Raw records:
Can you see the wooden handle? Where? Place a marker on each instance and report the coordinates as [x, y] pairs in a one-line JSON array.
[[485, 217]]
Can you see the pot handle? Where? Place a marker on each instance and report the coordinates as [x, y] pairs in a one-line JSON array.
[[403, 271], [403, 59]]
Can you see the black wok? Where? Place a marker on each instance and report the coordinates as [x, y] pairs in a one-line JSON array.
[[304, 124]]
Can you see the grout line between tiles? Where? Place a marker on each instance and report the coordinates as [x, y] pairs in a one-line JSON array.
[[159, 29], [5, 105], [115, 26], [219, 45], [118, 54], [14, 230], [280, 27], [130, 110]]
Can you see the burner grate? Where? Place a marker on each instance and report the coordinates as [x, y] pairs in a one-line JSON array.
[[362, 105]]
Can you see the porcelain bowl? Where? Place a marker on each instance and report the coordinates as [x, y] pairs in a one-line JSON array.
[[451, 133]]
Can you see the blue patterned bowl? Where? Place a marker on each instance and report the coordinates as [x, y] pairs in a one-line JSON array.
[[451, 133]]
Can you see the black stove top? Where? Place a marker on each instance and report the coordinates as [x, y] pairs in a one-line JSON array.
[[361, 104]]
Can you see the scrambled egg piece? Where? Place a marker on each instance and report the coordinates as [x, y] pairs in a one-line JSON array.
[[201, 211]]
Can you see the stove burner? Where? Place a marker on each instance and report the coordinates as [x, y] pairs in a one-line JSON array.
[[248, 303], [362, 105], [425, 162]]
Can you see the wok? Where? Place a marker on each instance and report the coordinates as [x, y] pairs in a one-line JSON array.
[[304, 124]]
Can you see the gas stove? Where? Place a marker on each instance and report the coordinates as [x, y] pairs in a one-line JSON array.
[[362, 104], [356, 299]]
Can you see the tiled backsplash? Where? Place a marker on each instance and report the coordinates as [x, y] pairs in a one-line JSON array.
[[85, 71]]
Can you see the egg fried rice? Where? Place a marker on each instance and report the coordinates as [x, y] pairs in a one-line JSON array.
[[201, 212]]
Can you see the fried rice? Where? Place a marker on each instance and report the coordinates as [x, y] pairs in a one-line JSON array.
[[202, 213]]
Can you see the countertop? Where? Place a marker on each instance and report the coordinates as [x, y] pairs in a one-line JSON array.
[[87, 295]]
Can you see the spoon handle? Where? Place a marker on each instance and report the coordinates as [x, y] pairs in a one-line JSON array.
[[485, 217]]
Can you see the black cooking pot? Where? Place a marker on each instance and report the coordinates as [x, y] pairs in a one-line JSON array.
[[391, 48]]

WRITTEN INSTRUCTION –
Copy out every line of the listing above word for word, changing nothing.

ANSWER IN FULL –
Can you see the wooden handle? Where? Place a marker on each instance and report the coordinates as [x, y] pairs in a one-line JSON array.
[[485, 217]]
Can you see the pot handle? Where? Place a marker on each instance and report the coordinates as [x, y] pairs in a one-line JSON array.
[[403, 271], [403, 59]]
Can you see the black wok? Where? Place a marker on each instance and report the coordinates as [x, y] pairs in a one-line JSON array.
[[304, 124]]
Can you see the grout line between tiles? Where? Place a marker on each instance and report the coordinates as [x, y] pairs in a one-line JSON array.
[[159, 29], [5, 105], [115, 26], [219, 45], [118, 54], [14, 230], [280, 27], [130, 110]]
Can you see the burner grate? Where? Place a marker on each instance and report the coordinates as [x, y] pairs in a one-line JSON array.
[[362, 105]]
Can you see the porcelain bowl? Where? Place a marker on each instance and report the coordinates as [x, y] pairs in a one-line JSON array.
[[451, 133]]
Can you see the blue patterned bowl? Where? Place a marker on each instance and report the coordinates as [x, y] pairs in a one-line JSON array.
[[451, 133]]
Can you see the black stove top? Where? Place a marker on each instance and report the coordinates as [x, y] pairs in a one-line JSON array.
[[361, 104]]
Can you see the scrambled egg piece? Where? Place a marker on each instance and report the coordinates as [x, y] pairs in a one-line JSON array.
[[201, 211]]
Can you see the stove burner? Where? Place a marker on each instance and report the coordinates as [x, y] pairs in a one-line JSON array.
[[248, 303], [362, 105], [425, 162]]
Can you see the wok? Where? Place a marker on each instance and report the coordinates as [x, y] pairs in a one-line JSON array.
[[304, 124]]
Can you see the gas stove? Where? Place a marker on each instance and report the coordinates as [x, y] pairs in a one-line JSON array.
[[362, 104], [356, 299]]
Can you see the tiled backsplash? Where? Place a marker on each instance and report the coordinates as [x, y] pairs in a one-line JSON array.
[[85, 71]]
Can you see the egg fried rice? Where? Place a marker on each instance and report the coordinates as [x, y] pairs in a one-line JSON array.
[[201, 212]]
Can you see the fried rice? Where? Place a marker on each instance and report the coordinates as [x, y] pairs in a one-line JSON array.
[[202, 213]]
Can you see the countertop? Where? Place a marker on each instance and report the coordinates as [x, y] pairs in a one-line JSON array.
[[87, 295]]
Can you see the spoon handle? Where? Place a marker on each instance and report the coordinates as [x, y] pairs in a one-line JSON array.
[[485, 217]]
Can you see the black cooking pot? Where? Place a marker on each instance and report the coordinates as [x, y] pairs in a one-line JSON array.
[[391, 48]]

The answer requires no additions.